** start Materials provided **

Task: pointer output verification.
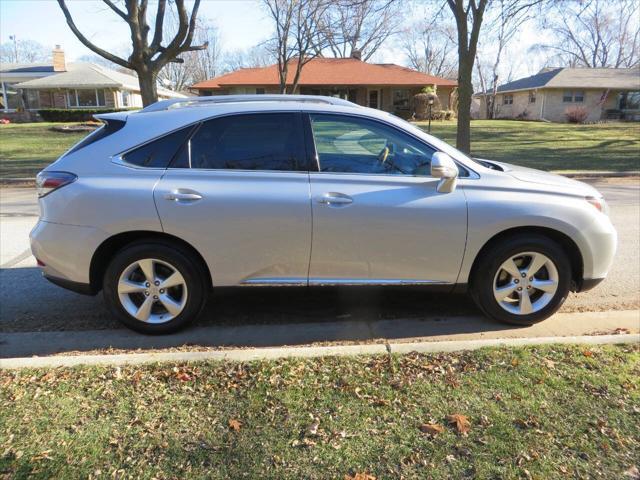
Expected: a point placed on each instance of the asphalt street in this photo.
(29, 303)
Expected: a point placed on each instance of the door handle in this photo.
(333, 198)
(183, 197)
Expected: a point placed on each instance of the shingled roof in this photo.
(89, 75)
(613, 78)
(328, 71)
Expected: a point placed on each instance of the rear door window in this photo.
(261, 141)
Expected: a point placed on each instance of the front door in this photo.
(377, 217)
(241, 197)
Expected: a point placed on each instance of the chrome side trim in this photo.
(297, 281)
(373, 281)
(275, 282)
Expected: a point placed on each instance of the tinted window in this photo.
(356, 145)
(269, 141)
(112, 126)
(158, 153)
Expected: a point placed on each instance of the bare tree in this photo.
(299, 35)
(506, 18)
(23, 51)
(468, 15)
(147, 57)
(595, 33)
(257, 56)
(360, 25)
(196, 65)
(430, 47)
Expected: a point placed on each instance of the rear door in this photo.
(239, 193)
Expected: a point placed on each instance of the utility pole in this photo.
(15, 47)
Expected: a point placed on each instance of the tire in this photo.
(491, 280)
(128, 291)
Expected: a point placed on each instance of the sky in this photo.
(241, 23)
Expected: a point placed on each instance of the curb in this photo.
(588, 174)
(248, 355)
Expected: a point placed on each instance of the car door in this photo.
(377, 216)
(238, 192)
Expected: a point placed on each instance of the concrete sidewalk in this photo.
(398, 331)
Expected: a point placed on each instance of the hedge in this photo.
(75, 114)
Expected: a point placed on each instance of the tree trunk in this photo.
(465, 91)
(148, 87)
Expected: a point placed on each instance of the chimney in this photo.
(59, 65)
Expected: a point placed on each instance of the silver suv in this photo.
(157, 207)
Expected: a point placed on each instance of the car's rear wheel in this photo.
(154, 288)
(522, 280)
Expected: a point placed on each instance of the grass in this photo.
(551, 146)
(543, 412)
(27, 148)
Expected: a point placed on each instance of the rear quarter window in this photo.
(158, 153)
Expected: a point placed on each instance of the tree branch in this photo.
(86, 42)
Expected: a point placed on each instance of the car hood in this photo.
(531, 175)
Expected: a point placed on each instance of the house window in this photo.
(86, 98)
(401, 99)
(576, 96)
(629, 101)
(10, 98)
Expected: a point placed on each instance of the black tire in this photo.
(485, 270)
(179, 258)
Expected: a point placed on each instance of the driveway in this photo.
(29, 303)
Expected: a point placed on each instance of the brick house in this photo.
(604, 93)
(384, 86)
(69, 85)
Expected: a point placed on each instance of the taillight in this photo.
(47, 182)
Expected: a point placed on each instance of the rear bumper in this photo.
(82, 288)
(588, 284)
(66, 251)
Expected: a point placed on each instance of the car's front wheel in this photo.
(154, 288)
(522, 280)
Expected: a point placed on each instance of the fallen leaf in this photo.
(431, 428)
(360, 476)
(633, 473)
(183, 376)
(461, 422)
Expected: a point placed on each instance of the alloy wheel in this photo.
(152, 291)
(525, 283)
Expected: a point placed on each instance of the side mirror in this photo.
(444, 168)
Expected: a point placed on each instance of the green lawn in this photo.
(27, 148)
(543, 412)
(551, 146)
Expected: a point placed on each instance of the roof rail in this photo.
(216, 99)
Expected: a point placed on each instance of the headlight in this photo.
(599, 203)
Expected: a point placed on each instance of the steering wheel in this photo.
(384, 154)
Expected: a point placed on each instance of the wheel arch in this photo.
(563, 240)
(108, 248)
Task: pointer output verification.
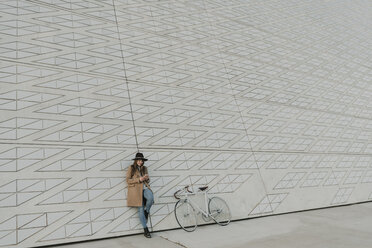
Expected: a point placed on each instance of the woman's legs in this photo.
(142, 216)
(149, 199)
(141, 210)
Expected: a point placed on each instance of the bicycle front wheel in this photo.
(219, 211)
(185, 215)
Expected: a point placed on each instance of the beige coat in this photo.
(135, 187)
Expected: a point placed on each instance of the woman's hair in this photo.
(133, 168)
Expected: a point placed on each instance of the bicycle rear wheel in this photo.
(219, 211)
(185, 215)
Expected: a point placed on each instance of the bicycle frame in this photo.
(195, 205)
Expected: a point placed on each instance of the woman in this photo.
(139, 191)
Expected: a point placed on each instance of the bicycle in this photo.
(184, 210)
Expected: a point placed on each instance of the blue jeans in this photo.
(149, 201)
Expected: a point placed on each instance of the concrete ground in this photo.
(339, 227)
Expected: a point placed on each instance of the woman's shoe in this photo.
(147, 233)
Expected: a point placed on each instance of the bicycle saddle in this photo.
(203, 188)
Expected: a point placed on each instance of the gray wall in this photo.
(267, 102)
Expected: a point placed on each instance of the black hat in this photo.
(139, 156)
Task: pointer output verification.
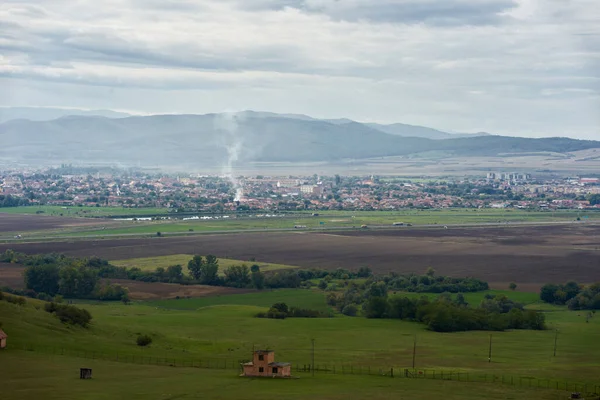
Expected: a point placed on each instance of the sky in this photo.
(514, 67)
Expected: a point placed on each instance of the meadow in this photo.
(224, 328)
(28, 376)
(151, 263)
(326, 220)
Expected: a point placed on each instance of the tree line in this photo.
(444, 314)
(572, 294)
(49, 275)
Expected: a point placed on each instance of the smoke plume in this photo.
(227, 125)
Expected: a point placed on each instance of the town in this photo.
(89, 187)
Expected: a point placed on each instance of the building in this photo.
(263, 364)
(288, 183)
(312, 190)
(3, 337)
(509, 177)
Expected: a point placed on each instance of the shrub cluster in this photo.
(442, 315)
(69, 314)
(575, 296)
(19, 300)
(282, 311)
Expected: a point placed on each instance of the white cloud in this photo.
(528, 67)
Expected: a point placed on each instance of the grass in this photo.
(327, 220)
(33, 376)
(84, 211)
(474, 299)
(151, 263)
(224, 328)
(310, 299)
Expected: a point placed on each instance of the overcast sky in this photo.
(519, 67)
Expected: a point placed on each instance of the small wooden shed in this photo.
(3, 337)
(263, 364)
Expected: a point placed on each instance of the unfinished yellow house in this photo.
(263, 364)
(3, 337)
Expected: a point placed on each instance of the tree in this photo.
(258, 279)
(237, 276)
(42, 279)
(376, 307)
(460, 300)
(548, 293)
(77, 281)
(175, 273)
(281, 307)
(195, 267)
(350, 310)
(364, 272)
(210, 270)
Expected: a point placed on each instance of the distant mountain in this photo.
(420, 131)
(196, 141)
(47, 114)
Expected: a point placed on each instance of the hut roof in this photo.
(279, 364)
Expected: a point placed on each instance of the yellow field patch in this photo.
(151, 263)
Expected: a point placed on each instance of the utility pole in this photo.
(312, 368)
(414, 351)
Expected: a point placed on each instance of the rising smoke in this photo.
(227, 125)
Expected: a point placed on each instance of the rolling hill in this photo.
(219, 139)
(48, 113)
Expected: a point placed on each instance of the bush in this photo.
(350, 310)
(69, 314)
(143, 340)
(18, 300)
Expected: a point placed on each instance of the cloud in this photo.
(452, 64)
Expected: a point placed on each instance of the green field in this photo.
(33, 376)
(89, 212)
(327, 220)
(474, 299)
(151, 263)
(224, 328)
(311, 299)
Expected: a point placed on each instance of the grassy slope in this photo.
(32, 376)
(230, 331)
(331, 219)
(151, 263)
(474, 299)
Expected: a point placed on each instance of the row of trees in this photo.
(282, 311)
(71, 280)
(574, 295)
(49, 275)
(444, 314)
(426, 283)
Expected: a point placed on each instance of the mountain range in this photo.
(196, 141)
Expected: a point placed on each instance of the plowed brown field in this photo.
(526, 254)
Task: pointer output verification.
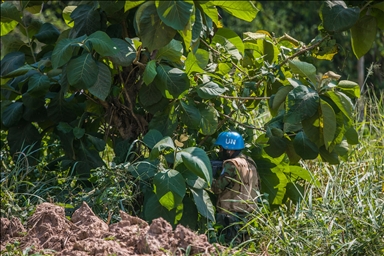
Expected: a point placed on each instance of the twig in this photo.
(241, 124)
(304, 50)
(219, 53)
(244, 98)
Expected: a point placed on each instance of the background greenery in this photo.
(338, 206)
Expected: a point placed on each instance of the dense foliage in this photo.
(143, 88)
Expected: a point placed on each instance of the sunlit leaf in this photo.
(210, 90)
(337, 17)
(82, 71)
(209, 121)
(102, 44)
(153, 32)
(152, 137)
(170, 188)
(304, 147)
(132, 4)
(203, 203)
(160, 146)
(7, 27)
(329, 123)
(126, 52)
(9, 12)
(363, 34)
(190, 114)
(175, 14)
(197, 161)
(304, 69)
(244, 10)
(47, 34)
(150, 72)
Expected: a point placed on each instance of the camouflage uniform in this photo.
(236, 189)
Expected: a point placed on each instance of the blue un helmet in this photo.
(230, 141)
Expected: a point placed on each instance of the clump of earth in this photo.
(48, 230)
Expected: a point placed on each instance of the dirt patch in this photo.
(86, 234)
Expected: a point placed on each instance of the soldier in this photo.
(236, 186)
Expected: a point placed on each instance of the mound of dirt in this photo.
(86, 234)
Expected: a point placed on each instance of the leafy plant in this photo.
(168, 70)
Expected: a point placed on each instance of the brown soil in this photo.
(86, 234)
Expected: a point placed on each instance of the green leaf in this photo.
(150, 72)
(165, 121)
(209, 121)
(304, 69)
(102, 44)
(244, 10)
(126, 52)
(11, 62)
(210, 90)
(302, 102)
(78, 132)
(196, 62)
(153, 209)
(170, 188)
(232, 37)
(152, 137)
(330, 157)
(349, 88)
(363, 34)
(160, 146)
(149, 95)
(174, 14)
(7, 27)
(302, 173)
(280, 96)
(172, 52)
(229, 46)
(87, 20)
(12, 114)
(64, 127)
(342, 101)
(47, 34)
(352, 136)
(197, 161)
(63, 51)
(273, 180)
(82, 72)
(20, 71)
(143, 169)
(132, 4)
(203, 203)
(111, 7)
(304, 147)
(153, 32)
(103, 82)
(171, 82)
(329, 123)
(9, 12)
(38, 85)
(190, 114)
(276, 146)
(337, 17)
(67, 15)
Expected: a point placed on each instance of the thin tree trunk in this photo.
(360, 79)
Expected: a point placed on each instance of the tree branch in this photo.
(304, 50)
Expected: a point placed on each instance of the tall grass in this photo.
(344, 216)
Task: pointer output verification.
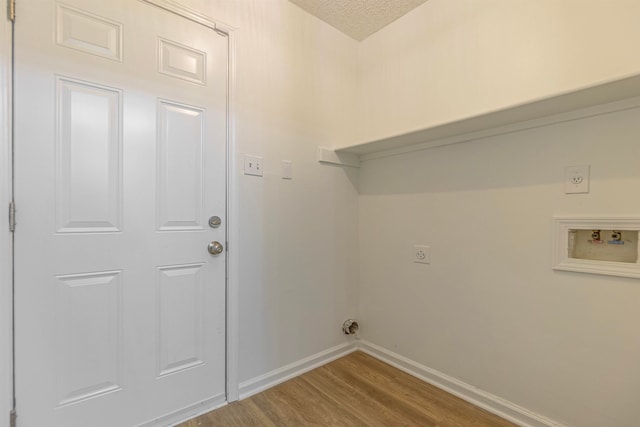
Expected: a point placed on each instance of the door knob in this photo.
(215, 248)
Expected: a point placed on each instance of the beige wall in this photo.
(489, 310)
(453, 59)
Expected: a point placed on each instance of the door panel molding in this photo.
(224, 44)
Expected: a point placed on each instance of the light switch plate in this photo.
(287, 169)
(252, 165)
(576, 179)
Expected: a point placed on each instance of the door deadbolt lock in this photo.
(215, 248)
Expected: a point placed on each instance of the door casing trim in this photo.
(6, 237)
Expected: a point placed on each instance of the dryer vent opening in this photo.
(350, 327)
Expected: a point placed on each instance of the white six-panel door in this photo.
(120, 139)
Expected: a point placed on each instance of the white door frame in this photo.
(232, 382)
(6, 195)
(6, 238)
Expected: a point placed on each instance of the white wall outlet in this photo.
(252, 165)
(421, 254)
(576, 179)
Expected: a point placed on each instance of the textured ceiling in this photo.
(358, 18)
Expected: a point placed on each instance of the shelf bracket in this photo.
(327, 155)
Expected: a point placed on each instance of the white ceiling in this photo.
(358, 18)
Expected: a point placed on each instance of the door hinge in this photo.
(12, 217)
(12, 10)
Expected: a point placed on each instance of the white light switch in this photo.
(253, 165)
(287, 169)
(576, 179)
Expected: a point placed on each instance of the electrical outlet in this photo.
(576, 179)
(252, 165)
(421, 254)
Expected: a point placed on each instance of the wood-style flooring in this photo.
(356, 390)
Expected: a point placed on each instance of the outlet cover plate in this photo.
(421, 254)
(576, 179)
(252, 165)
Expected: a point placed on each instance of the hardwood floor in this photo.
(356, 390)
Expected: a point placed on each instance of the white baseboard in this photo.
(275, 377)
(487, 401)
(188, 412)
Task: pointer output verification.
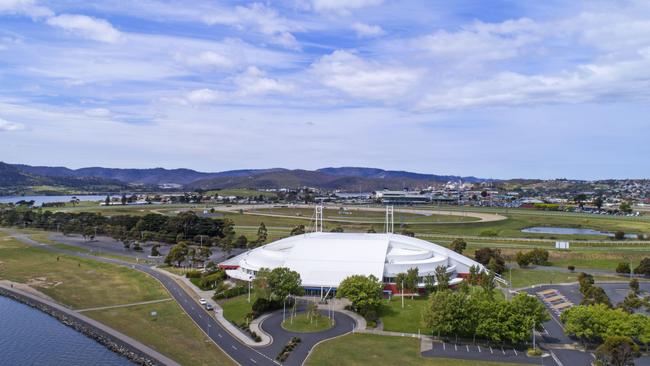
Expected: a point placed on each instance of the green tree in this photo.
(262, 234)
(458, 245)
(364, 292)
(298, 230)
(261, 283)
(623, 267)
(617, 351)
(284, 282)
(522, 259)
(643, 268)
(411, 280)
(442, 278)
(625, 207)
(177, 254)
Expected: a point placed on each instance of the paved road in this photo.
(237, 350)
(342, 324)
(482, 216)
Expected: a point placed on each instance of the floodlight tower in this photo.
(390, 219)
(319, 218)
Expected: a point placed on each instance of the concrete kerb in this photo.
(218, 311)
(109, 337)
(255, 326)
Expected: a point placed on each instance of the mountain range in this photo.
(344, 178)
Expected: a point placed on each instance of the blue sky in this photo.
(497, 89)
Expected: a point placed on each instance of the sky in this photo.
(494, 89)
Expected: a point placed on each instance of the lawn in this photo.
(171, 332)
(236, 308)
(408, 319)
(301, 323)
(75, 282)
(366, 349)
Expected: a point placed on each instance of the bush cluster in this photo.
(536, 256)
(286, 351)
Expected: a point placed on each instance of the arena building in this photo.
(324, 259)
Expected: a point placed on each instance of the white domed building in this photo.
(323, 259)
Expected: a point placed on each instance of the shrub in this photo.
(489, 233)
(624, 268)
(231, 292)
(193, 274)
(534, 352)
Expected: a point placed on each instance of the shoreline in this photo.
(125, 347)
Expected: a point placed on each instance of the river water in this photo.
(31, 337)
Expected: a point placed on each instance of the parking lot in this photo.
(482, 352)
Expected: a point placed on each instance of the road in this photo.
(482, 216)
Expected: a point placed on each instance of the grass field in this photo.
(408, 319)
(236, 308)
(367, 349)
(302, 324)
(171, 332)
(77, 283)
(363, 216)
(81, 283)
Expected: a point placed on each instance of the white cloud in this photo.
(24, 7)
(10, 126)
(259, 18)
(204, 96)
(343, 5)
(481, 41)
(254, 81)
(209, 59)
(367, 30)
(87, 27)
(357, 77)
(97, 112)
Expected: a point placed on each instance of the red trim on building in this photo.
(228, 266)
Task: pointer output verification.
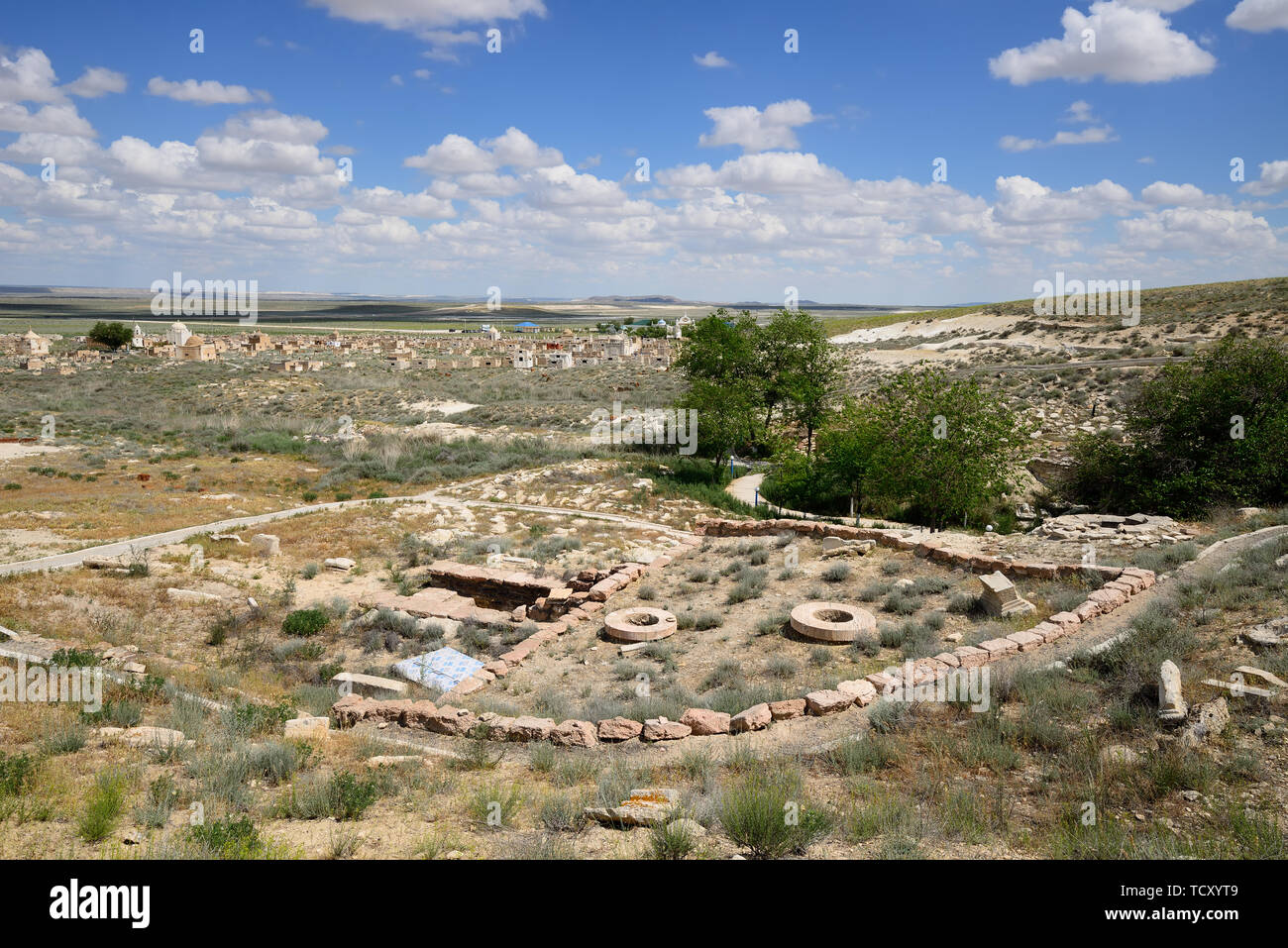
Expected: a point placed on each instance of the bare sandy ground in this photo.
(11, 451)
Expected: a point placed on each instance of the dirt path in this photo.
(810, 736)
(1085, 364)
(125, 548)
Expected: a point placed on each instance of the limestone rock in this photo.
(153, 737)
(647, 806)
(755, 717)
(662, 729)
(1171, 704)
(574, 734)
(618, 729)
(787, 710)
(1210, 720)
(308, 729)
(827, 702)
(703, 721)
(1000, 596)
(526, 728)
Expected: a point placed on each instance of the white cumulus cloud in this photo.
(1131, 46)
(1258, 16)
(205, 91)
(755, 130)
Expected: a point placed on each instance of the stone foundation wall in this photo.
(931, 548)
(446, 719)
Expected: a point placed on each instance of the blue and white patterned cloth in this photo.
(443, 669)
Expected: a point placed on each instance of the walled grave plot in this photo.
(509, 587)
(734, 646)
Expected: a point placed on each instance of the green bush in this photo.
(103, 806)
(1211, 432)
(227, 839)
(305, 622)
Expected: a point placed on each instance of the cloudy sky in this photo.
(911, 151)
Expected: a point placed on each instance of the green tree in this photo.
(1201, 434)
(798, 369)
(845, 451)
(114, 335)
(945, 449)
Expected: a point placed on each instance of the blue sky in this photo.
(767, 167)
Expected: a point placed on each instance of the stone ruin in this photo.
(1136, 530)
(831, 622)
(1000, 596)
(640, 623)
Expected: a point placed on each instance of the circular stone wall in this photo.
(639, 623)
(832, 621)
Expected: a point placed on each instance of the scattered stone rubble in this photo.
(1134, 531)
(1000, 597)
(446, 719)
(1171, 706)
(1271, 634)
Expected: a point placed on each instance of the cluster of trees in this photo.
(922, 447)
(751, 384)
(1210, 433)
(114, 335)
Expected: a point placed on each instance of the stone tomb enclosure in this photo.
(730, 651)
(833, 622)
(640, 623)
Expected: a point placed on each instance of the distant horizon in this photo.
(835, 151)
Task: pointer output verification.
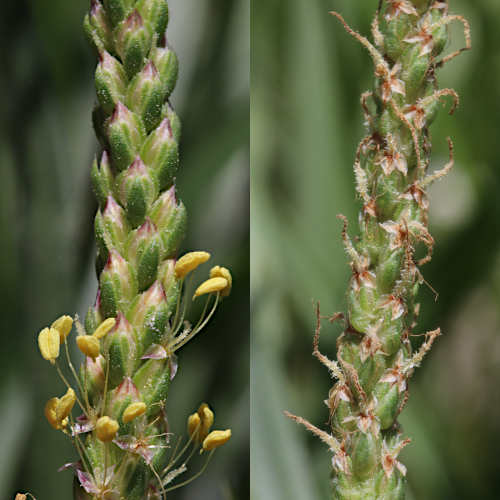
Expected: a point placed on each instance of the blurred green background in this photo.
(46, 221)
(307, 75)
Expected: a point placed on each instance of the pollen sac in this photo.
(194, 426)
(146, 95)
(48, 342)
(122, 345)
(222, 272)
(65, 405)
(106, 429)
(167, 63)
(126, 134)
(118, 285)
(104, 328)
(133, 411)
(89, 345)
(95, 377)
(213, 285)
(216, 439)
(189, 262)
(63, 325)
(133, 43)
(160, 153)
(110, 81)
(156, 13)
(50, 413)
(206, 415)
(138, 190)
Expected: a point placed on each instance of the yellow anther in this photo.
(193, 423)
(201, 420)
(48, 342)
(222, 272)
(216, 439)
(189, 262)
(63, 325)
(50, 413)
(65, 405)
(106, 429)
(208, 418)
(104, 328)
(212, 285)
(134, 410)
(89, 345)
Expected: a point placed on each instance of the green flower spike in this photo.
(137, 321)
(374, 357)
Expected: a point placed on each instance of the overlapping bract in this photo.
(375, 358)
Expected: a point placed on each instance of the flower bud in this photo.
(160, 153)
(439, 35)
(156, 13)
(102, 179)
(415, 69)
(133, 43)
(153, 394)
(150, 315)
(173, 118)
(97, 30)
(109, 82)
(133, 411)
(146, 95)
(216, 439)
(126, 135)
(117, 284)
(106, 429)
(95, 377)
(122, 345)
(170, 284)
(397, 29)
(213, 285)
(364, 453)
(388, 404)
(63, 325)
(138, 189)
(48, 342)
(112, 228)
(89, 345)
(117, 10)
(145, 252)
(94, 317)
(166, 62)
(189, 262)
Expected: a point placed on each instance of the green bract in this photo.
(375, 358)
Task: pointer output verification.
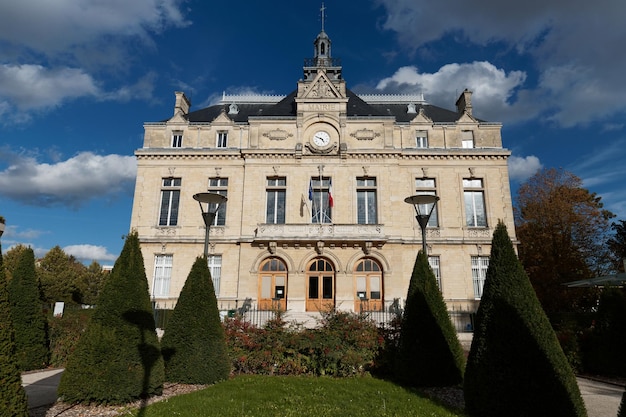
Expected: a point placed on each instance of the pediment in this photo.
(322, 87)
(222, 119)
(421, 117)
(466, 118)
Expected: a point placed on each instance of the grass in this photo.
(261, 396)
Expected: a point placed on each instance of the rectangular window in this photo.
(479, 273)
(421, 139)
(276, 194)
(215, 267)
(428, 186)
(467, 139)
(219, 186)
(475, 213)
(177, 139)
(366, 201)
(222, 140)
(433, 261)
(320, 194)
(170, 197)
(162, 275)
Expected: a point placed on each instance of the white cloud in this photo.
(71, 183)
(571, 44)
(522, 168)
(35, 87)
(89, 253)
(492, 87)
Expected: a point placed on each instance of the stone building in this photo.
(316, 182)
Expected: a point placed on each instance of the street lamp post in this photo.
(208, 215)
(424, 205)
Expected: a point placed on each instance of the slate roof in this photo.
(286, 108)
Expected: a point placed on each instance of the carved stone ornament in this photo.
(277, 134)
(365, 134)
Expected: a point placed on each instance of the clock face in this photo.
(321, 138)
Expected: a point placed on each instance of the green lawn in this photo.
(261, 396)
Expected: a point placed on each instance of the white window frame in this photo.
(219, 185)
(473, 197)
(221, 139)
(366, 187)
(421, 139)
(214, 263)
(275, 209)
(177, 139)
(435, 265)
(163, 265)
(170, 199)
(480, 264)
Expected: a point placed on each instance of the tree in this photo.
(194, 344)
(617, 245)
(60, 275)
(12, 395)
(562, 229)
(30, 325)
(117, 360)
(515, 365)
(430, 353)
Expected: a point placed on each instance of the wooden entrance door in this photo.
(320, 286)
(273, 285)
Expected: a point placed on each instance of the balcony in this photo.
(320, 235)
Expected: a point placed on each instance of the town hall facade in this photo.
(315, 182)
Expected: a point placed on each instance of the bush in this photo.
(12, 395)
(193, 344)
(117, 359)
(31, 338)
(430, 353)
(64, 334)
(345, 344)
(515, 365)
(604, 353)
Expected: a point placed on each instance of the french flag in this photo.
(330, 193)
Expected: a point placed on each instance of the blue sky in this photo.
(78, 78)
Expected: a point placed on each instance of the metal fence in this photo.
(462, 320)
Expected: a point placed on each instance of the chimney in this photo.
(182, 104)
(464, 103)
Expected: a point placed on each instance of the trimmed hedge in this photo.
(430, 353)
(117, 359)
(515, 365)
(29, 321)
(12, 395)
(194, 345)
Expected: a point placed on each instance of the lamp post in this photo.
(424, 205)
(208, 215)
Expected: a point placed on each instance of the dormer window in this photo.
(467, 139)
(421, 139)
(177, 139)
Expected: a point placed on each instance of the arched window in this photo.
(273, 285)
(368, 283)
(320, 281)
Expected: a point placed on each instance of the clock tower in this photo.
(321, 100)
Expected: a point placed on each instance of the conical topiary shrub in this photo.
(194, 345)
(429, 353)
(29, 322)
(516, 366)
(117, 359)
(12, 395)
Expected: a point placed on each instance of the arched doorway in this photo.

** end Materials provided **

→ **Aim of the exercise**:
Emit verbatim the lines running from the one with "Expected: a point placed on each instance of the lamp" through the last line of the data, both endpoints inclusive.

→ **Completed task**:
Expected: a point placed on each instance of the lamp post in this photo.
(424, 205)
(208, 215)
Expected: a point placed on each instance of the dormer window in this photo.
(467, 139)
(421, 139)
(177, 139)
Expected: a point placed on each instance of the arched window in this photo.
(273, 285)
(368, 283)
(320, 281)
Expected: a point placed on each instance of the clock tower in this photo.
(321, 100)
Expected: a point placed on each instance of the conical topiary shrub in this photo.
(194, 345)
(429, 353)
(29, 322)
(516, 366)
(117, 359)
(12, 395)
Expected: a point placed on each instance of the arched doorway in this photo.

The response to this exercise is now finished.